** BEGIN Text provided **

A simulation perspective on supporting GPS modernization

June 6, 2023  - By

Q & A with Roger Hart, Director of Engineering, Spirent Federal Systems. Read more from this cover story here

Why do you see the need to modernize GPS?

For many lay users, global navigation satellite systems (GNSS) are simply there, reliably guiding them and their systems to do the right thing in the right place at the right time. But with its vulnerabilities, we cannot take GNSS — GPS specifically — for granted, and it cannot remain static. Its ubiquity in commercial and defense applications demands ongoing improvements to signal quality, diversity, availability, and assurance. The GNSS signal space is increasingly contested, navigation warfare is common, and the risk to civilians and warfighters increases. For those of us focused on defense, we see the growing array of threats steadily ticking upward in novelty and number.

We applaud the ongoing efforts by the U.S. Space Force and Air Force to modernize the GPS space segment, control segment, and user equipment. GPS-contested and -denied environments are here to stay, so we must hone GPS as a tool for both the military and civil user.

Spirent’s flexible SDR-based GSS9000 Simulator supports GPS modernization efforts. (Image: Spirent Federal Systems)

Spirent’s flexible SDR-based GSS9000 Simulator supports
GPS modernization efforts. (Image: Spirent Federal Systems)

How is Spirent Federal supporting modernization efforts?

In short, by providing deterministic simulation for future signals and capabilities not yet in theater. Regional Military Protection (RMP) is a recent example. RMP is a nascent anti-jamming capability that will be available on GPS III Follow On (GPS IIIF) satellites. RMP provides military users with a steerable, narrow-beam M-code signal that greatly amplifies the power over a defined geographical area. According to the GPS IIIF satellite manufacturer, Lockheed Martin, RMP can provide up to 60 times greater anti-jamming support. This allows U.S. and allied forces to operate with accuracy and resilience much closer to interfering sources than with legacy signals. GPSIIIF satellites with RMP are in production, and the latest publicly forecasted launch date is FY2027. With Spirent’s software-defined-radio-based simulator’s ability to support RMP simulation, modernized GPS user equipment (MGUE) can be tested and integrated with RMP early in the design phase before live-sky signals are available. Adaptive antennas, other constellations, encrypted signals, and non-RF sensors can also be tested with RMP. Coupled with this, the ability to simulate a wide range of edge cases during development enables superior performance in the real world.

** END Text provided **

* **Exercise goal**:
Extend the GPS modernization interview above, starting after its final sentence.

** BEGIN Dataset **

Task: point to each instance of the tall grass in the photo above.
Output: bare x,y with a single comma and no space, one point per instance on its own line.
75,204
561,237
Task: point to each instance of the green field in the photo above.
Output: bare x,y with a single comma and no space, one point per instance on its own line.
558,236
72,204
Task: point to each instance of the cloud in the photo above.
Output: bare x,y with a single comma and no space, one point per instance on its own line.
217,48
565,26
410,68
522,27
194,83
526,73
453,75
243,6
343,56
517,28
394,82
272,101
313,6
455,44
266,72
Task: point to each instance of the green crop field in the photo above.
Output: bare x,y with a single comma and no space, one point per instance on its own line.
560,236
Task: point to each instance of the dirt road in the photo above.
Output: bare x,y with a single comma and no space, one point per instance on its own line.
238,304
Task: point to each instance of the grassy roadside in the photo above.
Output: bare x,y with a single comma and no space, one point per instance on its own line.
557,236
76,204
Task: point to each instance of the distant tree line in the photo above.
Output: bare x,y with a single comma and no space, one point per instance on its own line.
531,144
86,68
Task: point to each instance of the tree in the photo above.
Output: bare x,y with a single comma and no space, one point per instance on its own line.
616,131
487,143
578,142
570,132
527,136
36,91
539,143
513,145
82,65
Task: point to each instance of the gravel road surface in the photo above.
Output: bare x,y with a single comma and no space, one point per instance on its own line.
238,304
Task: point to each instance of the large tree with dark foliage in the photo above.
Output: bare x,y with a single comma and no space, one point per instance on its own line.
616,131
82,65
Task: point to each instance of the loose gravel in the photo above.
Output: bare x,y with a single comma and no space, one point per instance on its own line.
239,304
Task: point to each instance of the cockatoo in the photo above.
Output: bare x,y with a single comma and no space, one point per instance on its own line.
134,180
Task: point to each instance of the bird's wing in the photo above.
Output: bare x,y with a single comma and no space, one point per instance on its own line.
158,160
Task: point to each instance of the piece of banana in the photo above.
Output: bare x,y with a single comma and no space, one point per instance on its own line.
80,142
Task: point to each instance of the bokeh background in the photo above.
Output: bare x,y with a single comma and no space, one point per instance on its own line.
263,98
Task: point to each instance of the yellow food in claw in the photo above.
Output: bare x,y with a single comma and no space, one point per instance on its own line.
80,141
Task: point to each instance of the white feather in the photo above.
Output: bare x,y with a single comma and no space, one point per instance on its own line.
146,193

** END Dataset **

* **Response to the task**:
Image: U.S. Space Force

Image: U.S. Space Force

And beyond RMP?

Low-Earth-orbit (LEO) constellations have been a focus for several years as we look to next-generation alternative positioning, navigation and timing (PNT) methods to complement GPS. We have developed LEO simulators for both the military and commercial sectors, including modeling tools that simplify the generation of large LEO constellations with high-fidelity orbital dynamics, delivering greater realism for applications that have no margin for error.

As GPS modernizes, there is a growing movement toward software-defined radio (SDR) architectures for both receivers and transmitters. Flexible SDR-based simulation encourages experimentation: on the same platform, applications can range from standard GNSS signals to entirely new constellations and RF modulations, including interference threats. Simulation of RF signals can be done in concert with inertial and other non-RF sensors, and deterministic architecture ensures that performance is maintained.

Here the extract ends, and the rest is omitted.